-- Task objective --
Could you reproduce every row below word for word, changing nothing?

┄┄┄┄┄┄┄┄┄┄┄┄┄┄┄┄┄┄┄┄

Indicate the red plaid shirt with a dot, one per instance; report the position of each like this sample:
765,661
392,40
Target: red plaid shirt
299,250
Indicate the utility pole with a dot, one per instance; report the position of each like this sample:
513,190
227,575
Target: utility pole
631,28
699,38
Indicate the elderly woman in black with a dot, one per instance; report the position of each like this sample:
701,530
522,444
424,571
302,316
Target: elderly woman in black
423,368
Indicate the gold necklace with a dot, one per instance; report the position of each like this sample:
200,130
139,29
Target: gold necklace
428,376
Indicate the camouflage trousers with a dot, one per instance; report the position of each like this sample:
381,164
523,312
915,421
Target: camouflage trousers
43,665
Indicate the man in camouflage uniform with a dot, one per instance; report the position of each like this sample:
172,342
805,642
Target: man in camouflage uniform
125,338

┄┄┄┄┄┄┄┄┄┄┄┄┄┄┄┄┄┄┄┄

-- Task output --
Indicate the red plaid shirt with a dot, one per instance; report the position of each like this sample:
765,661
392,40
Target: red plaid shirt
299,250
Indicate the utility pole with a dot, one per instance; report the position of each like this sample:
513,190
227,575
Target: utility pole
631,28
699,38
Indicate the elderly woman in black with a dot, one per instance; report the position of each like this sample:
701,530
522,444
424,571
302,316
Target: elderly woman in black
423,368
Indicate the gold necklace with a dot, one per instance; report the position of each like this sample:
200,130
139,29
Target: gold necklace
428,376
Indicate the camouflage trousers with a dot, one per instance; report the position of each like this sample:
381,164
523,312
915,421
Target: camouflage trousers
43,665
Indicate the man in camouflage uniform with a dot, one per instance; report the position of each like this sample:
172,342
805,642
Target: man in camouflage uniform
125,338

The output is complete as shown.